▶ **MATERIAL SUPPLIED**:
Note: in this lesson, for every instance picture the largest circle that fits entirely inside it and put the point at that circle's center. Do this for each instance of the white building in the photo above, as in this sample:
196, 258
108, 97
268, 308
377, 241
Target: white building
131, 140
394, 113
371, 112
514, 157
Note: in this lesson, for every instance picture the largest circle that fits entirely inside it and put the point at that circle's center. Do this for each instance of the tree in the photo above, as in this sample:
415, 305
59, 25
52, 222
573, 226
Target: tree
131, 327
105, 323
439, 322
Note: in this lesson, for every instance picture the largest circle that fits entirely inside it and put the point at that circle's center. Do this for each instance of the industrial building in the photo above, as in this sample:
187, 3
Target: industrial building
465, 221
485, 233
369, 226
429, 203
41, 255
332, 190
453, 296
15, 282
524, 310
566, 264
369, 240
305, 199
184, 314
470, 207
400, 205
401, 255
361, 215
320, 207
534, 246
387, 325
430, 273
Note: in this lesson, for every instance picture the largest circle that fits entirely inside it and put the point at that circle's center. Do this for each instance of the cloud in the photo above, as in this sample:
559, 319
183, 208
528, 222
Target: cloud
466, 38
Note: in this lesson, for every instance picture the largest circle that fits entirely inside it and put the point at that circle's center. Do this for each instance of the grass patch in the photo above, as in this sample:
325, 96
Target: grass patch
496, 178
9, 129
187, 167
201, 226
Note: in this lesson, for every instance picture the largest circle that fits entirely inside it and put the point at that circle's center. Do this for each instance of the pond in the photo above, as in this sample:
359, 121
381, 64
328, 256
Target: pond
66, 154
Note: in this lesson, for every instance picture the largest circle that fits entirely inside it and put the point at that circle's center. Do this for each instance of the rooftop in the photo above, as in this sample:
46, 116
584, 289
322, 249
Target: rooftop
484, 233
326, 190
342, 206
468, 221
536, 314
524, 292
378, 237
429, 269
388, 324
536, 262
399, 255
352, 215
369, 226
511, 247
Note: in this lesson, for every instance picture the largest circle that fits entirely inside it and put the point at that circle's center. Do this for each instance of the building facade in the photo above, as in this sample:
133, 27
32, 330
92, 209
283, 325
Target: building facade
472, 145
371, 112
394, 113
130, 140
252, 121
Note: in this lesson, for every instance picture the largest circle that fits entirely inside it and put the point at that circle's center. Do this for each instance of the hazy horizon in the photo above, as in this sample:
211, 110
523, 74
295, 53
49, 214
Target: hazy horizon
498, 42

▶ **SHORT PROBLEM**:
Can you repeat all the records above word for word, keeping every line the same?

▶ **OUTPUT**:
Note: in this lesson, for every instance picture the largest circle that fits entirely inside it and put the point at that circle's center. Do this for each instance of the white building in the photo above, as in this sample:
196, 258
108, 97
268, 308
377, 241
Target: white building
131, 140
394, 113
371, 112
514, 157
Note: in this lesson, for every instance picture the largest circle that fits entirely inside it and put the point at that circle's center. Do this for each instance of the tree in the photo above, as in this sample:
415, 305
59, 25
52, 222
573, 226
Target: tree
131, 327
105, 323
439, 322
Note: in this lesson, for every instance picture the largest circle that fits entirely inside it and put the point at that circle's center. Do this for each instance of the industrial building in the photo above, as in this sample:
187, 3
Target: industrial building
465, 221
485, 233
369, 226
429, 203
41, 255
332, 190
453, 296
15, 282
524, 310
566, 264
369, 240
305, 199
184, 314
470, 207
400, 205
401, 255
361, 215
320, 207
534, 246
387, 325
430, 273
Note: in this lesson, for every instance picture the largest circle that fits entirely inside it and put the point at that circle's center. Do this for each instance of the cloud in the photo above, as in this sample:
559, 319
183, 208
528, 222
Target: cloud
466, 38
Note: in this lesson, for every instance picture the largest circle that fits entirely inside it and put the point at that circle's center. Do this for each instance of the grass patch in the photo above, as in this sample:
325, 96
Target: grass patch
496, 178
9, 129
187, 167
201, 226
Note: in this lesson, for every instance picture the largest circle that fits entirely inside it and put the point at that circle's center. Do this for each instance of the pond in the photo above, as in this sample:
359, 121
381, 64
328, 256
Target: pond
66, 154
Note: in this lesson, for every instance picture the largest circle that fits entirely inside it and put the point at that circle's center. Do this for each instance of the rooftop in the photo above, as in this sample:
46, 116
584, 289
322, 249
Target: rooftop
484, 233
326, 190
342, 206
468, 221
536, 314
524, 292
378, 237
429, 269
388, 324
536, 262
399, 255
352, 215
369, 226
511, 247
Note: in this lesson, for every instance picture the largest circle that fits entirely inside it and put the point at that circle's center. Do this for each instance of the building facade in the photo above, as in this sample:
133, 27
32, 330
92, 209
283, 325
Target: building facade
472, 145
371, 112
394, 113
130, 140
252, 121
Note: in this lesson, for every instance picture the largest circle that fits entirely inside it and put the point at that circle's center. Do this for each instance of the hazy horizon in the photo above, as in this sample:
211, 110
523, 74
295, 53
49, 214
Target: hazy horizon
498, 42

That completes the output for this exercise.